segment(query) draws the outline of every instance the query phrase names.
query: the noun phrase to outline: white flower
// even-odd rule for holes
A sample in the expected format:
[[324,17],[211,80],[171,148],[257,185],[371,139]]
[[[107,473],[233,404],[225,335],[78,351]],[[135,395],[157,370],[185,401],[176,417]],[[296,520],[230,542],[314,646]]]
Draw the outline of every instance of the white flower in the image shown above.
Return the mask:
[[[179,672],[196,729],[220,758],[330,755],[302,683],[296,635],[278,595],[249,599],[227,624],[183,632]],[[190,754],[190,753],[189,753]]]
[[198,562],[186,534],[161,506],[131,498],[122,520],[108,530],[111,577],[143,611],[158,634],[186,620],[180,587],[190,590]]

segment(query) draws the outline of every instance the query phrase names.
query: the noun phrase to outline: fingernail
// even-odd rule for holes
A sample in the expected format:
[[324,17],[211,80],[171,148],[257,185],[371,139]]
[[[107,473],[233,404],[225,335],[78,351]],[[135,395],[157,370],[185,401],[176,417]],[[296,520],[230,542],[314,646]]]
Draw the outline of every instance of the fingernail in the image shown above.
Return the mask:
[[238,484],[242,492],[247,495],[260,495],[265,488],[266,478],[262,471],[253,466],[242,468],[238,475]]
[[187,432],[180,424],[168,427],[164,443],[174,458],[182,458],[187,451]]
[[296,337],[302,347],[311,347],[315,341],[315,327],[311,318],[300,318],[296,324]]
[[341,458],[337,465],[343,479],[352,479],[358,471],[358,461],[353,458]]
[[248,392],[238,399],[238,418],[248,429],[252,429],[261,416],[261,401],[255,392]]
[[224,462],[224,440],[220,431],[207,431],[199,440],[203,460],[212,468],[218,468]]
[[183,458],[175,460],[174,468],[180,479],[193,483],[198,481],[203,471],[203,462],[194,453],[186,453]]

• • • • •

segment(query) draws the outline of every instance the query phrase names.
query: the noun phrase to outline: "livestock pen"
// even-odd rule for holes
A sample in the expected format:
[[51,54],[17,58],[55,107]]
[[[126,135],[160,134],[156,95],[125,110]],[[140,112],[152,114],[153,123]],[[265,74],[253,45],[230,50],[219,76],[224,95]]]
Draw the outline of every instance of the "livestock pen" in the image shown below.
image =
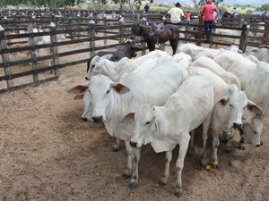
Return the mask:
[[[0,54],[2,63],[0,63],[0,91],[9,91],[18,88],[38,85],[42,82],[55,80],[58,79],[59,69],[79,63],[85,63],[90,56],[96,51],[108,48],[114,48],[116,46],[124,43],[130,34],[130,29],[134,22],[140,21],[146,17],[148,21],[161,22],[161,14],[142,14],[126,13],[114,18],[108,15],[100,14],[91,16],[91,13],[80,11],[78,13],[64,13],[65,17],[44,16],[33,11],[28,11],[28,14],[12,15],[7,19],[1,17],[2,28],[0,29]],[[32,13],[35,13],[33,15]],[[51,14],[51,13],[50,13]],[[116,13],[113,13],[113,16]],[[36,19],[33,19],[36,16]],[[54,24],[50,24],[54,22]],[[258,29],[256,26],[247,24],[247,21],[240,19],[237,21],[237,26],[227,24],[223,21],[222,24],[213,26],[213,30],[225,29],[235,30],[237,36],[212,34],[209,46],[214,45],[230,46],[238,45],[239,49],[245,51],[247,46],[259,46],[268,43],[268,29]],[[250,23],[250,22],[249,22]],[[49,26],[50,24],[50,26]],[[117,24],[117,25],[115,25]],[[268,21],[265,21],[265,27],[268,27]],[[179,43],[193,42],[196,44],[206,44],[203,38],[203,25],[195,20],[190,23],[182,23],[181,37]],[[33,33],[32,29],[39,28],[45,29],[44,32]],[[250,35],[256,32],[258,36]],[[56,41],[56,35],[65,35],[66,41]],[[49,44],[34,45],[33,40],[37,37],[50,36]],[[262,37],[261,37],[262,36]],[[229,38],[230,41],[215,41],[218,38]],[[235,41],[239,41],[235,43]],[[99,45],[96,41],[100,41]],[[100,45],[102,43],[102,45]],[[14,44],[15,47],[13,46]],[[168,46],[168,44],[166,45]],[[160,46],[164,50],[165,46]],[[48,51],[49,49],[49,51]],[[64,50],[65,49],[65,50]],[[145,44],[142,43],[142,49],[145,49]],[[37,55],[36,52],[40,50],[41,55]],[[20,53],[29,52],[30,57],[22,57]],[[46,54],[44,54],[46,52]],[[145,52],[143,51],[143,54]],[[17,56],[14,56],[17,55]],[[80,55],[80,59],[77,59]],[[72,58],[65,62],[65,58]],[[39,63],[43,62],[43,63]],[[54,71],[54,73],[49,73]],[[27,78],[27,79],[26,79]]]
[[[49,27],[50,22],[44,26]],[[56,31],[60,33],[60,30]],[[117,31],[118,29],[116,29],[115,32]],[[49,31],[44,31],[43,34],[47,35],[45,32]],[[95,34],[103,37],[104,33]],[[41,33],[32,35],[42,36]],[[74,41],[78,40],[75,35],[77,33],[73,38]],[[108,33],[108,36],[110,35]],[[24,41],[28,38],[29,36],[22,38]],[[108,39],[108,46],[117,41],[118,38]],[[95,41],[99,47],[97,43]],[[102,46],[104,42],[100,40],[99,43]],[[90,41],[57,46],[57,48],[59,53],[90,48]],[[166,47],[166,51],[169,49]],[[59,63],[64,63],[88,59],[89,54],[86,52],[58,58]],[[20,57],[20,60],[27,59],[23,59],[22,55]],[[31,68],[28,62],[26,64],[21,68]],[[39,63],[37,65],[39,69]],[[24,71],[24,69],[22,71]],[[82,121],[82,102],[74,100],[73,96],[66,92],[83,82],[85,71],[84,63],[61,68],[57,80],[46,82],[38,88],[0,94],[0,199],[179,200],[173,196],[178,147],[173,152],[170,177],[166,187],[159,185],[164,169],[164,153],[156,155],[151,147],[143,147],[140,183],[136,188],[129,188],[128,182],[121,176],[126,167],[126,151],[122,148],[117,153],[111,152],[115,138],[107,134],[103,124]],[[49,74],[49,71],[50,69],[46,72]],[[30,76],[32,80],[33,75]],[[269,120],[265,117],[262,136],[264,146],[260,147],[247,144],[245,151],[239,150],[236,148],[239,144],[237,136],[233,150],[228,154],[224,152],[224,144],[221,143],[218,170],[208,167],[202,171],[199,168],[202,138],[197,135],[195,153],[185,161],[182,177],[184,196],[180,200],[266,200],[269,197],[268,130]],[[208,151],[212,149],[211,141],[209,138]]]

• • • • •

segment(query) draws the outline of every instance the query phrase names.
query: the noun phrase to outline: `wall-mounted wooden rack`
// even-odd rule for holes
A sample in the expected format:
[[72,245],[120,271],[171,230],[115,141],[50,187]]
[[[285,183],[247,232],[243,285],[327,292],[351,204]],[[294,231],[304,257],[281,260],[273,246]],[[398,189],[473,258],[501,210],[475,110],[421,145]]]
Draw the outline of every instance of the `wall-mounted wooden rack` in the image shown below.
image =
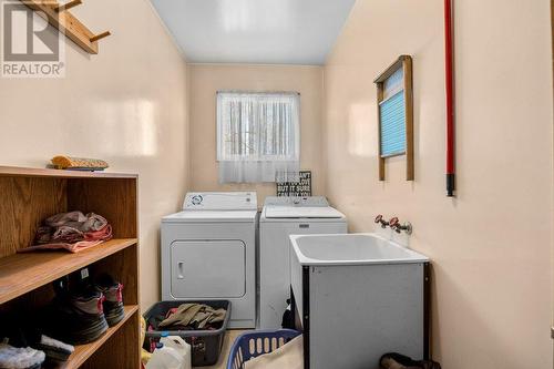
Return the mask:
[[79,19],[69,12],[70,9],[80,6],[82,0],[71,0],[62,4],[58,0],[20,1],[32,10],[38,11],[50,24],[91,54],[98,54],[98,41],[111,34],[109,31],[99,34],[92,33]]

• • • • •

Count the lines in the rows above that contain the string "wooden", and reply with that number only.

2